* _Условия задания_
1 > Ответьте на вопросы по отрывку о Степане Тудоре и униатской церкви:
(а) Какому режиму, согласно отрывку, служила униатская церковь?
(б) Кем руководилась греко-католическая церковь?
(в) Из какого ордена были священнослужители, чей быт знал Степан Тудор?
2 > Продолжите отрывок о Степане Тудоре и униатской церкви, начав сразу после его последнего предложения.

* _Предложенный отрывок_
────────
Даже если бы мы не знали ничего больше из декларации святых отцов, то и этих строк было бы достаточно для того, чтобы навеки заклеймить униатскую церковь, верой и правдой служившую гитлеровскому фашизму.
Степан Тудор отчётливо и ясно представлял себе, что такое греко-католическая церковь, руководимая Ватиканом, и каковы её политические цели на западноукраинских землях. Зная многие тайны этой церкви, зная стяжательский, хищнический быт её священнослужителей из ордена василиан[1], Степан Тудор считал своей прямой обязанностью гражданина и писателя рассказать правду народу о том, что он знал.
────────
* _Учебный материал_
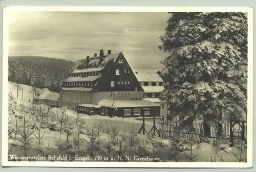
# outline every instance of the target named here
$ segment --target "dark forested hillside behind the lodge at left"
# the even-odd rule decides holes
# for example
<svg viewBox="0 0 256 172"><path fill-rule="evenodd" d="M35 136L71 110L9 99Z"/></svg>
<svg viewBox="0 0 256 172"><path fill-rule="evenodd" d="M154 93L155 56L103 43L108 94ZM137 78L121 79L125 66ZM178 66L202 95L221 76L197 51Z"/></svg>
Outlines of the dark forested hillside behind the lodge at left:
<svg viewBox="0 0 256 172"><path fill-rule="evenodd" d="M8 80L37 88L49 88L58 92L74 62L37 56L11 56L8 64Z"/></svg>

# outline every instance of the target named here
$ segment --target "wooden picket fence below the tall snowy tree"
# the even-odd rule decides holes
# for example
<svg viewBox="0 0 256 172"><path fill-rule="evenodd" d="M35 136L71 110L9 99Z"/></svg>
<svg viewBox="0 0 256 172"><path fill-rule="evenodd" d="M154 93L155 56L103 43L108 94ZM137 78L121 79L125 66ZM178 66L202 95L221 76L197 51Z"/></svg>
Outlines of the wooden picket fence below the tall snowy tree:
<svg viewBox="0 0 256 172"><path fill-rule="evenodd" d="M195 122L193 125L185 126L183 128L180 128L180 126L177 123L173 122L157 122L156 126L159 130L160 137L163 139L166 139L171 136L179 135L183 137L190 138L191 140L200 143L203 136L203 122ZM245 128L246 131L246 128ZM217 133L218 129L216 126L212 125L210 126L210 138L213 142L217 141ZM233 128L233 140L237 140L238 138L241 138L242 135L242 129L240 127ZM230 139L230 124L229 123L223 123L222 124L222 134L225 139ZM245 132L245 139L246 139L246 132Z"/></svg>

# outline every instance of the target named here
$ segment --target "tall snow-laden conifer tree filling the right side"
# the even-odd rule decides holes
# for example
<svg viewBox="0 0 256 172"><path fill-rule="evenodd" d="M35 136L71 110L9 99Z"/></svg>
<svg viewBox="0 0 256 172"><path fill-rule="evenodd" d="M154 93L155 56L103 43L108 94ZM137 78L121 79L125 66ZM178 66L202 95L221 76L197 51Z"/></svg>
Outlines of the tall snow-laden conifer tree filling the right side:
<svg viewBox="0 0 256 172"><path fill-rule="evenodd" d="M168 53L161 100L180 118L221 126L222 114L246 113L247 15L169 13L159 49ZM235 116L238 118L239 116Z"/></svg>

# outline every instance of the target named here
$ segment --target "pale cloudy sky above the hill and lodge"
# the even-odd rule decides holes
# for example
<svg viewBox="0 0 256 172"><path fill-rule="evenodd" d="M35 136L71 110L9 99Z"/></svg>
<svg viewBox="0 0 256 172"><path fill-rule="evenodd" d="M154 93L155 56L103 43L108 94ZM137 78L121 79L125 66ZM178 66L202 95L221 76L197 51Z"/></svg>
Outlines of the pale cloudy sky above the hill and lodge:
<svg viewBox="0 0 256 172"><path fill-rule="evenodd" d="M131 67L161 69L158 49L168 13L24 12L10 15L9 56L45 56L71 61L112 50Z"/></svg>

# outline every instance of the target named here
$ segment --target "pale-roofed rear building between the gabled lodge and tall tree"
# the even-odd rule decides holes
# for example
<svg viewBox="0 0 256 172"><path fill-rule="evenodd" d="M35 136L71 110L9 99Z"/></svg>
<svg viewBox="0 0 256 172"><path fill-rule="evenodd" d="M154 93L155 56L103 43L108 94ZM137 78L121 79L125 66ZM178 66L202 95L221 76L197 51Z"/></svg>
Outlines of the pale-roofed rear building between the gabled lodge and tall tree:
<svg viewBox="0 0 256 172"><path fill-rule="evenodd" d="M164 89L163 80L158 75L159 70L133 69L133 71L144 90L143 100L155 102L161 105L160 115L166 117L167 103L166 101L161 101L159 99L159 93Z"/></svg>

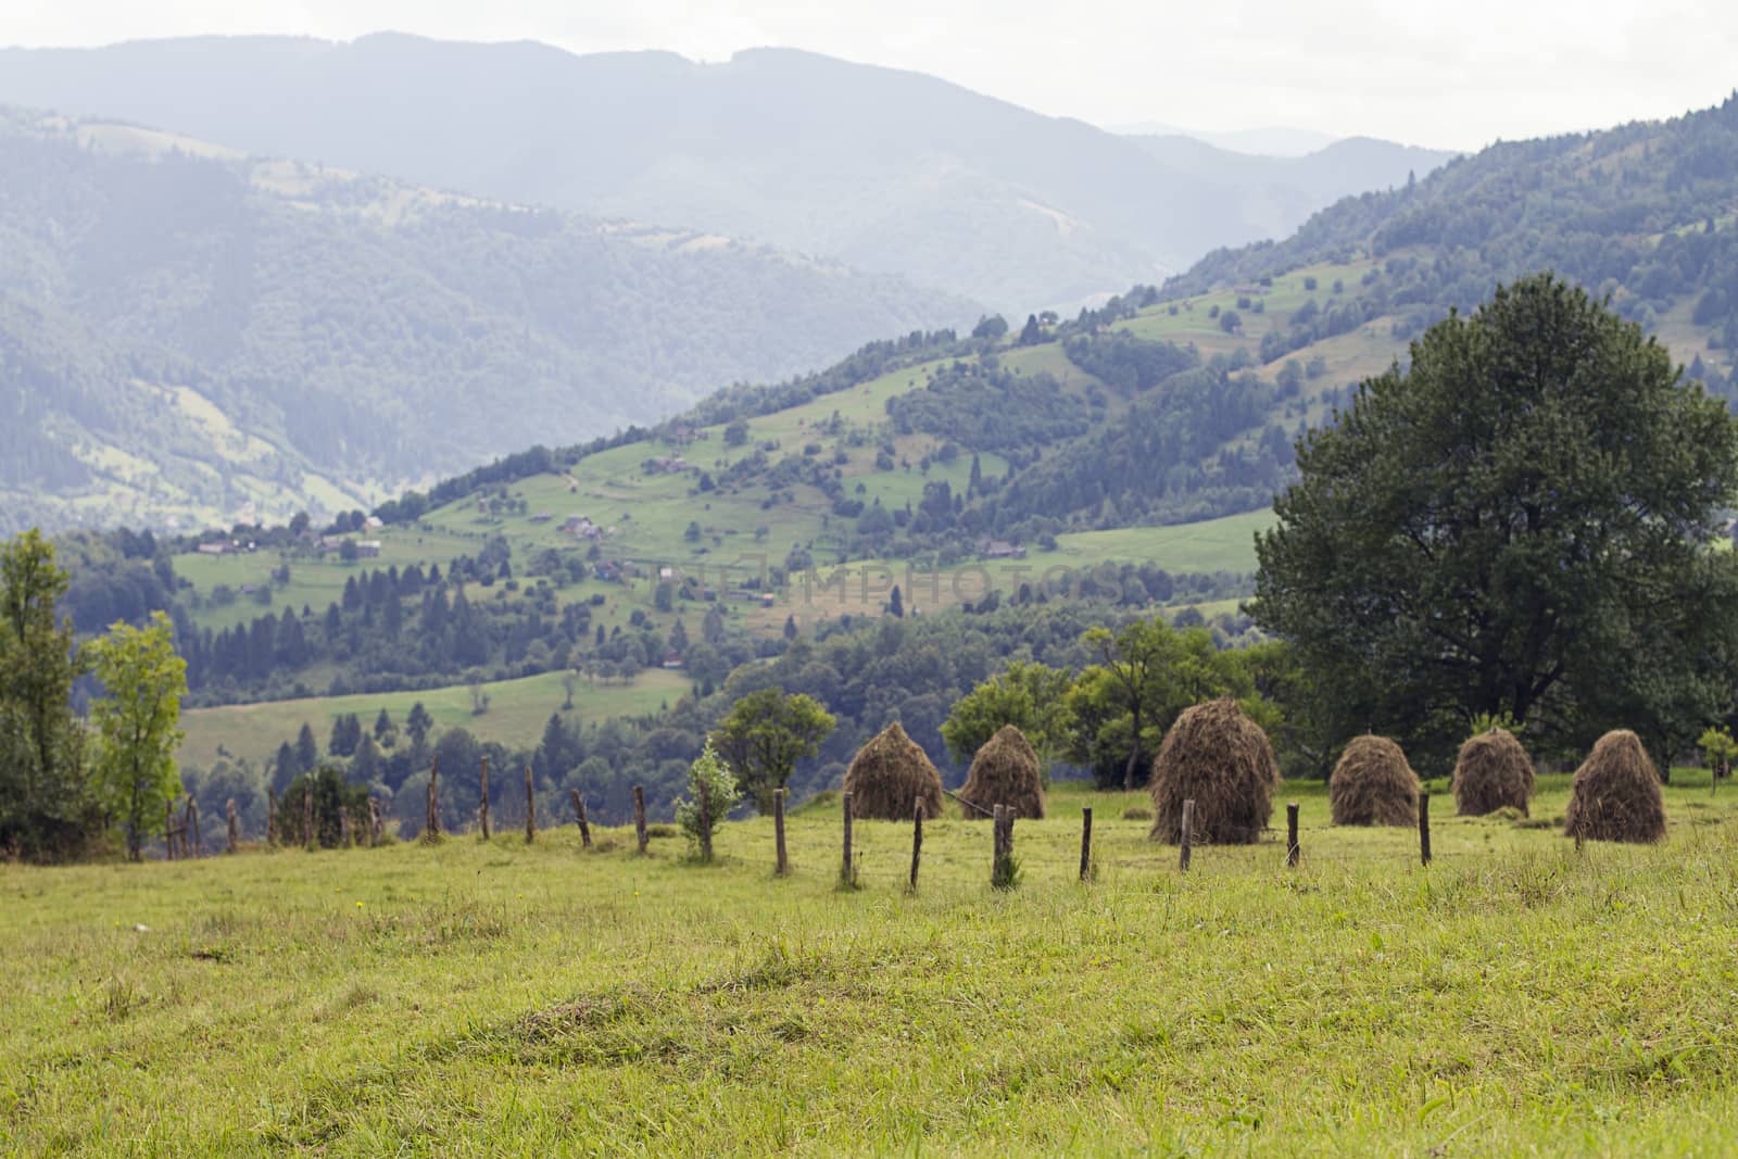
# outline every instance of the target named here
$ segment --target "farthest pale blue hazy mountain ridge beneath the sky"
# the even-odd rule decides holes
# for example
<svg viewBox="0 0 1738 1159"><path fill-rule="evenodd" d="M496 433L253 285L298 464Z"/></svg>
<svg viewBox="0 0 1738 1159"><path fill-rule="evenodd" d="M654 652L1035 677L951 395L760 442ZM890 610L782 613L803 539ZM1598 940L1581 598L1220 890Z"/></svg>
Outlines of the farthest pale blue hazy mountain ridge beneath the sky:
<svg viewBox="0 0 1738 1159"><path fill-rule="evenodd" d="M726 64L405 35L14 49L0 101L758 238L1018 311L1283 236L1446 158L1389 146L1387 163L1321 163L1300 184L1283 163L1178 163L932 76L784 49Z"/></svg>

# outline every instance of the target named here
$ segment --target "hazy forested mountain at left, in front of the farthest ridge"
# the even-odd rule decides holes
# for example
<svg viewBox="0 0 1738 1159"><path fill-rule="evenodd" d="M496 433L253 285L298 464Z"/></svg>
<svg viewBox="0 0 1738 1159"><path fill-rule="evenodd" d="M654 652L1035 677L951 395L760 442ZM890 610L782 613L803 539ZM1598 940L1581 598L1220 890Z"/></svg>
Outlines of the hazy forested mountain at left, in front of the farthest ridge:
<svg viewBox="0 0 1738 1159"><path fill-rule="evenodd" d="M0 109L0 533L367 506L973 316L716 235Z"/></svg>

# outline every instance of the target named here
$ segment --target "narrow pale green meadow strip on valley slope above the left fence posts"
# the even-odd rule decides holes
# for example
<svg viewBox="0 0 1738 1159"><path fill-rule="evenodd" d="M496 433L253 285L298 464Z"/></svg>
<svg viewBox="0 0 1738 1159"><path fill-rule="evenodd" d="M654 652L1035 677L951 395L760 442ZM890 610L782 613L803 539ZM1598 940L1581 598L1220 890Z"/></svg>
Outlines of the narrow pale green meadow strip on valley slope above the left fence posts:
<svg viewBox="0 0 1738 1159"><path fill-rule="evenodd" d="M664 669L640 672L627 685L577 679L568 725L575 716L579 721L596 723L612 716L657 712L659 705L674 704L688 692L688 678L683 672ZM262 761L276 752L282 742L294 742L302 721L313 725L315 737L325 744L332 721L346 712L356 712L363 726L370 728L381 709L386 709L403 728L410 705L417 702L434 718L436 732L462 726L481 740L535 747L549 714L561 711L567 700L561 672L492 681L481 690L488 695L488 711L481 716L471 714L468 685L191 709L181 719L188 737L177 756L181 761L209 766L222 749L229 756Z"/></svg>

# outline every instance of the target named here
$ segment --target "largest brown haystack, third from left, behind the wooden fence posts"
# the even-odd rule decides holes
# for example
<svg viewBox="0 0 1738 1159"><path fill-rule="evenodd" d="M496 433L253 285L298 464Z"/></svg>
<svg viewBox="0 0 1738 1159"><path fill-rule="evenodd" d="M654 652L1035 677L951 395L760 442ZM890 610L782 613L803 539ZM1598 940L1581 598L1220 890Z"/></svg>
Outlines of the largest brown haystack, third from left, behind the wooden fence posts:
<svg viewBox="0 0 1738 1159"><path fill-rule="evenodd" d="M1152 763L1152 839L1175 844L1184 801L1194 799L1194 839L1253 844L1272 815L1279 763L1267 733L1236 700L1197 704L1164 733Z"/></svg>

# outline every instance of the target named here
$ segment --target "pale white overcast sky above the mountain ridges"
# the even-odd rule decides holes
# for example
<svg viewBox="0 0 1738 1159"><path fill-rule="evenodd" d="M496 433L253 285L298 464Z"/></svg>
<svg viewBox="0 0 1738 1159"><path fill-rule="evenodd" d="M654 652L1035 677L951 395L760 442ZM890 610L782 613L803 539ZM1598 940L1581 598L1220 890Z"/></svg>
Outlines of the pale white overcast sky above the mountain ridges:
<svg viewBox="0 0 1738 1159"><path fill-rule="evenodd" d="M368 31L673 49L784 45L1100 125L1288 125L1470 149L1714 104L1738 3L1655 0L0 0L0 43Z"/></svg>

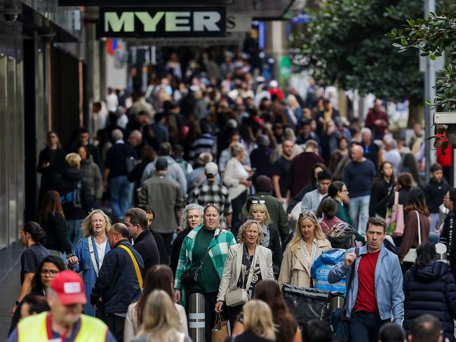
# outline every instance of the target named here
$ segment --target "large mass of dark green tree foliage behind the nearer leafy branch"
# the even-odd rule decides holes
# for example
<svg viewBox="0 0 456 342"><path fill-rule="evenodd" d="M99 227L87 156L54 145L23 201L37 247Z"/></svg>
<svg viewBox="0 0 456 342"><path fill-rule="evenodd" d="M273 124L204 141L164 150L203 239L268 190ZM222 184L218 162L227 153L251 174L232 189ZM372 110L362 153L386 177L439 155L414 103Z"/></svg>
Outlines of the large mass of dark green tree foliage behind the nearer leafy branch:
<svg viewBox="0 0 456 342"><path fill-rule="evenodd" d="M385 36L404 18L422 15L422 1L328 0L311 11L302 51L328 82L386 100L423 101L423 75L414 50L395 53Z"/></svg>

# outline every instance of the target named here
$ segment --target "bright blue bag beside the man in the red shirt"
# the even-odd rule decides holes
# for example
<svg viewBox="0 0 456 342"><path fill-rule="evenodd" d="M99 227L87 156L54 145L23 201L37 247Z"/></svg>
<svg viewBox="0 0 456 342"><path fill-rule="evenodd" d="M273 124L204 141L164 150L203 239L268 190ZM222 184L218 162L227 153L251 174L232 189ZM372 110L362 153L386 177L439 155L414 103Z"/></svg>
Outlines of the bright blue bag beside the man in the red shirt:
<svg viewBox="0 0 456 342"><path fill-rule="evenodd" d="M314 280L314 288L330 292L342 292L345 296L345 276L335 284L328 282L328 273L344 259L344 254L344 249L329 249L320 254L310 270L311 278Z"/></svg>

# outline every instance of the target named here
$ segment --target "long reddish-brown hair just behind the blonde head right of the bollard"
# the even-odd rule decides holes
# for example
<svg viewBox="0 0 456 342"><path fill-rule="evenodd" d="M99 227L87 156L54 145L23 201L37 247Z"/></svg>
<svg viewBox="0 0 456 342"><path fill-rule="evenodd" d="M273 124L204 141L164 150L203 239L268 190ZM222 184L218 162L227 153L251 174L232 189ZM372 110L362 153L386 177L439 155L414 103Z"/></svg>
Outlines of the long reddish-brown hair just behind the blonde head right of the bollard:
<svg viewBox="0 0 456 342"><path fill-rule="evenodd" d="M278 328L276 341L293 341L293 336L296 334L297 322L283 300L279 283L275 280L260 280L255 287L255 299L264 301L271 308L274 323Z"/></svg>

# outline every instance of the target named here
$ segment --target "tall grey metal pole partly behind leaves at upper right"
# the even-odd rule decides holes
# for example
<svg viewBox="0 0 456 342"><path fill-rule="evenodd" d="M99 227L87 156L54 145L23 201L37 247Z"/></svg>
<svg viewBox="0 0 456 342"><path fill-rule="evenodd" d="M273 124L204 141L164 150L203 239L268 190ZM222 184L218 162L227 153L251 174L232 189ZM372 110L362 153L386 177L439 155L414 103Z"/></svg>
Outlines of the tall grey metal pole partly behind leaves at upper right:
<svg viewBox="0 0 456 342"><path fill-rule="evenodd" d="M429 13L436 11L436 1L435 0L424 0L424 18L427 18ZM434 103L436 97L436 64L429 57L426 58L426 74L424 75L424 98L430 102ZM434 112L435 109L431 107L424 108L424 132L425 137L431 137L434 135L432 124L434 123ZM426 140L427 144L426 149L426 170L424 174L426 175L426 182L429 182L431 177L431 172L429 168L433 163L436 163L436 151L432 149L432 141Z"/></svg>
────────
* _Ответы по заданиям_
1 >
(а) Гитлеровскому фашизму.
(б) Ватиканом.
(в) Из ордена василиан.

2 >
Ещё в 1928 году в сборнике «3 литературного життя на Радянській Україні», изданном во Львове, Степан Тудор-Олексюк опубликовал свой рассказ «Куна» — рассказ, действие которого, как следует из подзаголовка, «происходит на путях революции». Спасаясь от мести революционного крестьянства, батюшка Тихон прячется на колокольне. Другой же его коллега — «известный на весь уезд богатей отец Христич» поднял своё сытое, кулацкое село Скиданивкана коммуну. «Землемеров со степи прогнали, волостного председателя комитета незаможных крестьян на месте затолкли, с водой пустили. Разъезжает о. Христич на белом коне, золотой крест на груди, настоящий крестоносец. Зазвонили колокола в церквах, загудело громкое слово скидановецкого батюшки, призывая против коммуны».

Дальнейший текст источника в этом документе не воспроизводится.